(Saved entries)
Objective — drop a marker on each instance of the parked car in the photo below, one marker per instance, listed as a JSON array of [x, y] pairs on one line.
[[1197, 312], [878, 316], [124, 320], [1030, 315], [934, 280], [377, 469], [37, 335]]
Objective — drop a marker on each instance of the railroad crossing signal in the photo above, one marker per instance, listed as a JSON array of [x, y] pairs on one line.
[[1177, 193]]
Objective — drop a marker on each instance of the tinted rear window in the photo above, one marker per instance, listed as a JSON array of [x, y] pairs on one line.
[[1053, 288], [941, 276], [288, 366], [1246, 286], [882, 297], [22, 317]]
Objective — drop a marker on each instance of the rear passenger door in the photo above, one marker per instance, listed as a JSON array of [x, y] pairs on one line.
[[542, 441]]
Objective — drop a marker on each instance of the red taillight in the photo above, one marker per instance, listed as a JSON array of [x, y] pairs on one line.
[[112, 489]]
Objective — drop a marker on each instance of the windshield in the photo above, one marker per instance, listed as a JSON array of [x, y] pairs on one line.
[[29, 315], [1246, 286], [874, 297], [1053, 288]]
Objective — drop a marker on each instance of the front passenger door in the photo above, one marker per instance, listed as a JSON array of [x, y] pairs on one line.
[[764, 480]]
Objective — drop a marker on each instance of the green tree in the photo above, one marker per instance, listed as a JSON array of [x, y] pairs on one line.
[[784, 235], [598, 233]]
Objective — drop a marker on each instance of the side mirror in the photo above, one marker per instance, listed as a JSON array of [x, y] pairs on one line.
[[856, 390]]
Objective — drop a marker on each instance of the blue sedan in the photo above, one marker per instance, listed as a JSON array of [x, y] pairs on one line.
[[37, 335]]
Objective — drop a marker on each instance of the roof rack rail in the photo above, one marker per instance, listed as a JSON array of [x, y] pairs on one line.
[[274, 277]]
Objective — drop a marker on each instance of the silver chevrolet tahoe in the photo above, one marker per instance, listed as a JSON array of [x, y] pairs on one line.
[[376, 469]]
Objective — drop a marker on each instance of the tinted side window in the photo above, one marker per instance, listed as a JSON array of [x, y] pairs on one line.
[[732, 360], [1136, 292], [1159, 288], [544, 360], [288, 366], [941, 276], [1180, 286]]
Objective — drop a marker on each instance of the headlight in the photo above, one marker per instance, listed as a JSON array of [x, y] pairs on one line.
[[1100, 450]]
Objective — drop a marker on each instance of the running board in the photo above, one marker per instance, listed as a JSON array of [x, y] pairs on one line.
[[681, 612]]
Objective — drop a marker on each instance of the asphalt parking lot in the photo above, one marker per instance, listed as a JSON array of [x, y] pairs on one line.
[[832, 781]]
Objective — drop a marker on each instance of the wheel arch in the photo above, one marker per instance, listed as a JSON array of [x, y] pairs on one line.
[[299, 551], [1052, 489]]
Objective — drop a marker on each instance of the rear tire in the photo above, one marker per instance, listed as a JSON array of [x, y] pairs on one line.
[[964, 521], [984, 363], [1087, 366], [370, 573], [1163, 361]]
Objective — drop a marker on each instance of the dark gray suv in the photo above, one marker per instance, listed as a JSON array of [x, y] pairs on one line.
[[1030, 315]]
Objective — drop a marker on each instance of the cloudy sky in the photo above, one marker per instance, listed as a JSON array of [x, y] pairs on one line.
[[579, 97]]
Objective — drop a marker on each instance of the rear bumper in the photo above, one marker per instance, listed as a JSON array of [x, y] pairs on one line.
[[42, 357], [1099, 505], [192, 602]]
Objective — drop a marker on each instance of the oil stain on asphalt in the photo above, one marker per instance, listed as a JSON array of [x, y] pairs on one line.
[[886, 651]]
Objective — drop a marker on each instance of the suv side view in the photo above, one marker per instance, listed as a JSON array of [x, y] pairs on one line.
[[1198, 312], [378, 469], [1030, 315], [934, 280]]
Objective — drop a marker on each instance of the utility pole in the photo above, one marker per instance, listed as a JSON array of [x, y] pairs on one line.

#### Exercise brief
Copy the lines of the listing above verbatim, from the line that contains "Objective — drop a marker on each instance of the headlight" up to and including the line that contains "[[681, 612]]".

#### Solution
Objective — drop a marker on each instance of the headlight in the photo above, one marker per instance, listed as a JSON array of [x, y] pairs on one line.
[[1100, 450]]
Objective — drop a marker on each instance of the running board in the photo above, one marker per instance, listed as a JSON array of [x, y] pairs on one line.
[[681, 612]]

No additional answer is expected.